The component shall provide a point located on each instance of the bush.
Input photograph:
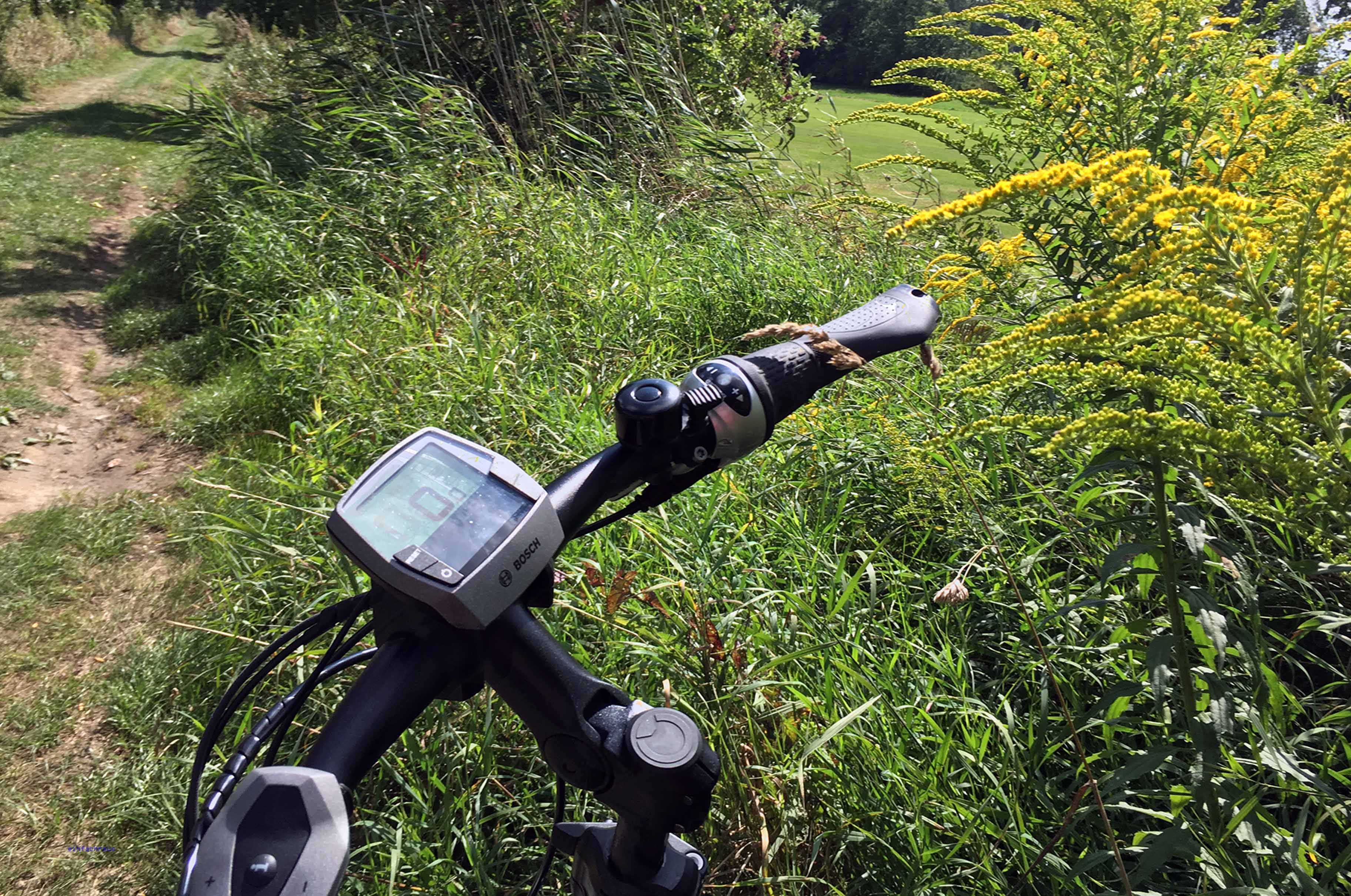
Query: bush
(1165, 215)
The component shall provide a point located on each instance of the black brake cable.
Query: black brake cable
(337, 649)
(248, 749)
(244, 684)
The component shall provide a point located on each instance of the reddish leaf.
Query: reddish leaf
(619, 590)
(715, 642)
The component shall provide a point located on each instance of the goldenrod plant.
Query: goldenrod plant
(1154, 275)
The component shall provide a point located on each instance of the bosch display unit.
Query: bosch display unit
(450, 523)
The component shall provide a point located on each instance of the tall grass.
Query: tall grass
(368, 260)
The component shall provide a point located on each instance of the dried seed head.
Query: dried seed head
(931, 361)
(840, 356)
(954, 592)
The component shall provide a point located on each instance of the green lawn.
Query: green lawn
(814, 149)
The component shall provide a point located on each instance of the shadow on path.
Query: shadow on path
(102, 118)
(198, 56)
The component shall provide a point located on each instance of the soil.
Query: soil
(90, 445)
(87, 446)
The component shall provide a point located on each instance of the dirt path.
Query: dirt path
(76, 441)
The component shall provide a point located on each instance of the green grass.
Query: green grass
(80, 586)
(815, 149)
(71, 163)
(881, 744)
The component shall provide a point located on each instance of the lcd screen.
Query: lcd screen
(444, 506)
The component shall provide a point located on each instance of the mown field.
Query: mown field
(833, 154)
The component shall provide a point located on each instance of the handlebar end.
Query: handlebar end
(902, 318)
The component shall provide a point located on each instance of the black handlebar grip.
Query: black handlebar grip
(790, 373)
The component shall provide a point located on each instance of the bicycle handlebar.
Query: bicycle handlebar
(590, 730)
(790, 373)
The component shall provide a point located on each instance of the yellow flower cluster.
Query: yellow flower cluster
(1191, 209)
(1042, 181)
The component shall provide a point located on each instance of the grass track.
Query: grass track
(80, 584)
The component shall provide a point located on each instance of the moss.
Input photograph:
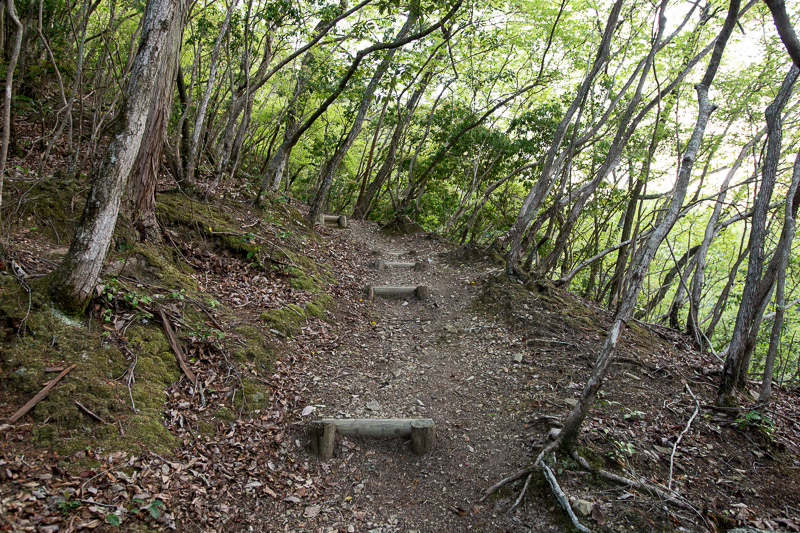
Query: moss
(257, 349)
(253, 395)
(288, 320)
(315, 311)
(225, 414)
(163, 270)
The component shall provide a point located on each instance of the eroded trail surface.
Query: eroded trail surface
(442, 359)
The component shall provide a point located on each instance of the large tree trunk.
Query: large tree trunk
(736, 362)
(574, 420)
(74, 281)
(780, 296)
(142, 204)
(329, 170)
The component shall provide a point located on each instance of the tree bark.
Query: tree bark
(7, 104)
(329, 170)
(142, 203)
(736, 360)
(574, 420)
(73, 282)
(288, 143)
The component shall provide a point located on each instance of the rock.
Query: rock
(582, 507)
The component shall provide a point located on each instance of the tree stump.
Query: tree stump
(423, 436)
(422, 432)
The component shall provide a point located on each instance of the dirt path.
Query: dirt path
(439, 359)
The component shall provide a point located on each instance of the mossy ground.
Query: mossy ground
(123, 334)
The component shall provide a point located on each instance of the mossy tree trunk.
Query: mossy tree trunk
(148, 160)
(75, 279)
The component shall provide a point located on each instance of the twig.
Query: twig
(680, 437)
(562, 498)
(39, 397)
(176, 347)
(668, 497)
(88, 412)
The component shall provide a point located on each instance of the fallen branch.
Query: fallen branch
(502, 483)
(40, 396)
(669, 497)
(521, 494)
(562, 498)
(89, 412)
(680, 437)
(176, 347)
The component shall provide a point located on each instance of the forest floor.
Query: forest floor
(493, 362)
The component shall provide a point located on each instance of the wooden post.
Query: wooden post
(323, 439)
(423, 436)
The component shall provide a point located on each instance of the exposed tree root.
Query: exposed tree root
(561, 497)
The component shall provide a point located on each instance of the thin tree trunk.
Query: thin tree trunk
(780, 296)
(736, 360)
(7, 104)
(692, 327)
(574, 420)
(330, 168)
(288, 143)
(74, 281)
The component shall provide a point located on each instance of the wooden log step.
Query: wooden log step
(422, 432)
(338, 221)
(380, 264)
(420, 291)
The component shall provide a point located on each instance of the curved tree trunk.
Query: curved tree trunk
(74, 281)
(574, 420)
(736, 361)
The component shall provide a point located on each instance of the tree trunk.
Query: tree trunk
(74, 281)
(142, 203)
(289, 143)
(574, 420)
(534, 199)
(7, 104)
(780, 296)
(330, 168)
(692, 326)
(735, 361)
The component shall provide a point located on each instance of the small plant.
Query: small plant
(759, 421)
(67, 505)
(154, 507)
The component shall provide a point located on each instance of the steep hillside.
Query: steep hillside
(274, 328)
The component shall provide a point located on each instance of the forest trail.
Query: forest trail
(438, 359)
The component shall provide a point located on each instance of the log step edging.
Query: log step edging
(422, 292)
(380, 264)
(422, 432)
(333, 221)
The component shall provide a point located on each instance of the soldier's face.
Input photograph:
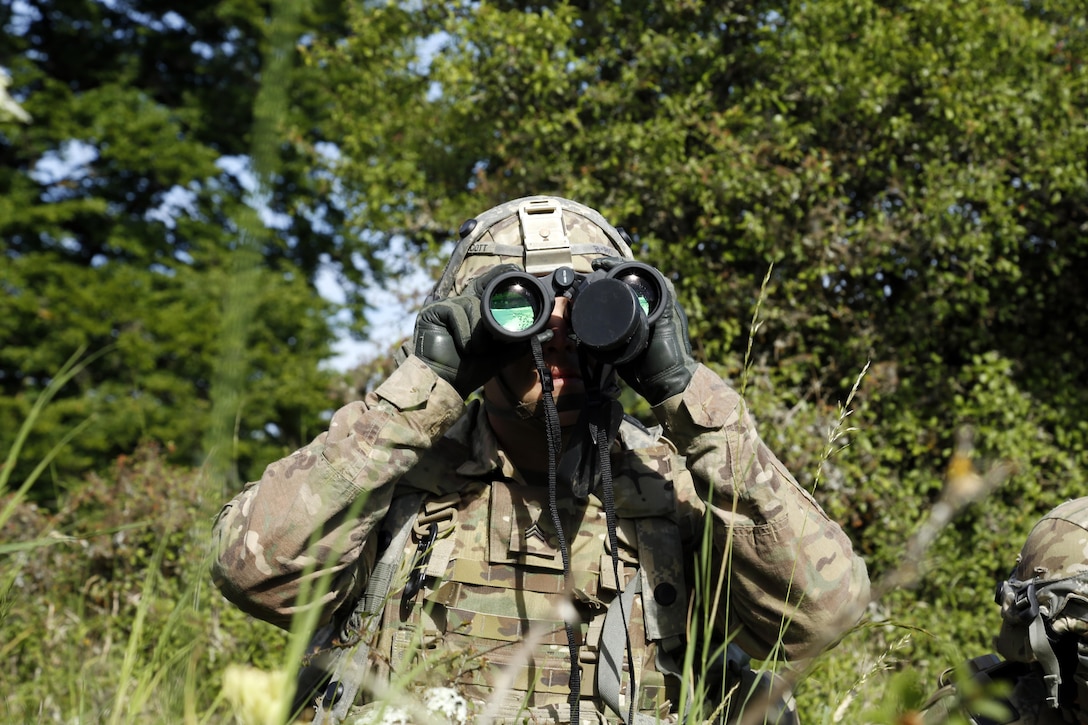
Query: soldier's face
(560, 356)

......

Line for line, retype the material exactly, omitting any pictures.

The component shall provide a point located on each instance of the bush.
Input photograph:
Query: bush
(1165, 215)
The component shall provide a point located on each instance of the black brake cable.
Query: black brake cable
(337, 649)
(248, 749)
(244, 684)
The component shall provide a point located on each instance of the reddish leaf.
Query: reddish leaf
(619, 590)
(715, 642)
The component shall provide a point located on each instance of the goldenrod plant.
Query: goldenrod plant
(1154, 275)
The component shall provide a point located on each instance of the bosch display unit.
Query: bosch display unit
(450, 523)
The component shall provide a point located on each instance of the tall grass.
Query: tall grass
(368, 260)
The component shall provide a point located on each instance of the dried seed head.
Query: dried seed head
(931, 361)
(840, 356)
(954, 592)
The component shall provide a point located on each instance of the green lawn.
Query: green lawn
(814, 149)
The component shall provide a point located on each instance of the shadow on path.
Query: shadow on path
(102, 118)
(198, 56)
The component shall provide a point located on each instance of the soil.
Query: soil
(90, 445)
(87, 446)
The component shall provide a point located on each instance of the dirt path.
Query: dirt path
(76, 441)
The component shall provide a point located on each instance of the green grass.
Query: green grass
(80, 586)
(815, 149)
(71, 163)
(881, 744)
The component shall provide a point located on each instance of the lcd screen.
Query: lcd screen
(444, 506)
The component shall provide a point located on each instance of the mown field.
Query: mown field
(833, 154)
The component shall provide a point located on each instance of the handlebar end.
Query: handlebar end
(902, 318)
The component shall provide a point located on each instance of the black handlebar grip.
Query: black handlebar grip
(790, 373)
The component shall provide a point located on each instance of the bicycle handlebar.
Query: bicycle handlebar
(590, 730)
(790, 373)
The component shall provide a point located on each instance of the yellow flower cluster.
Query: yellow flower cluster
(1191, 209)
(1042, 181)
The component shall provide a point located on each instance of the grass track.
Query: grass track
(80, 584)
The component shall provide a point located on each instance of the moss.
Input photograph:
Query: moss
(257, 349)
(253, 395)
(288, 320)
(315, 311)
(225, 414)
(163, 270)
The component shall provide a point located on each instance of the eroded trail surface.
Query: eroded trail surface
(442, 359)
The component shall provide a point located on each instance of the large tree trunk.
Query: large tree trunk
(736, 362)
(574, 420)
(74, 281)
(780, 296)
(142, 204)
(329, 170)
The component shall provide a point located on each instance of the tree bark.
Query: tree bark
(7, 104)
(329, 170)
(142, 203)
(736, 360)
(574, 420)
(73, 282)
(288, 143)
The component shall provide a point located on each instance of the rock.
Query: rock
(582, 507)
The component shall provide a point located on each instance of the tree stump.
Query: tree stump
(423, 436)
(422, 432)
The component shall provide a point located on each instance of the dirt path.
Query: dirt path
(439, 359)
The component shall provide a point located on each instance of the mossy ground.
Query: mossy ground
(123, 334)
The component shall provide a point located on each instance of the mossy tree trunk.
Query: mossy tree trunk
(148, 160)
(75, 279)
The component shall provide a point located on each instance of the twig.
Query: twig
(680, 437)
(562, 498)
(39, 397)
(176, 347)
(668, 497)
(88, 412)
The component shall provide a point located on each instance of the fallen branch.
Query: fallen branch
(502, 483)
(40, 396)
(669, 497)
(521, 494)
(562, 498)
(89, 412)
(680, 437)
(176, 347)
The component shall provide a point located on each instance of the forest floor.
Query: forest floor
(493, 362)
The component shall provide a point located on each instance of the wooden post.
Query: wooden post
(323, 439)
(423, 436)
The component shall provide a point located on each instance of the exposed tree root.
Query: exposed tree root
(561, 497)
The component shall provide a point located on each instance of the thin tree trunk.
Query: thin tree trunk
(780, 296)
(736, 360)
(7, 104)
(692, 327)
(574, 420)
(330, 168)
(288, 143)
(74, 281)
The component shall provide a point located on each instance of the wooden log step.
Query: wooden log step
(422, 432)
(338, 221)
(380, 264)
(420, 291)
The component shall provide a point located on each instance of the curved tree trunk.
Query: curved tree trunk
(74, 281)
(574, 420)
(736, 361)
The component shall provide a point located on each instance of the tree trunk.
Query: tree trunk
(74, 281)
(142, 203)
(289, 143)
(574, 420)
(534, 199)
(7, 104)
(780, 296)
(330, 168)
(692, 326)
(735, 361)
The component shall provide a point located on each instance of the small plant.
Query: small plant
(759, 421)
(67, 505)
(154, 507)
The component shall provide a point located on each instance of the steep hillside.
Query: steep hillside
(274, 328)
The component shall provide a point located on each instance of the forest trail.
Query: forest trail
(438, 359)
The component shall provide a point located on each instance of the log step edging.
Query: log step edging
(422, 292)
(380, 264)
(422, 432)
(333, 221)
The component shall provide a point located on each instance of the soldier's face.
Input photograph:
Query: soldier's face
(560, 356)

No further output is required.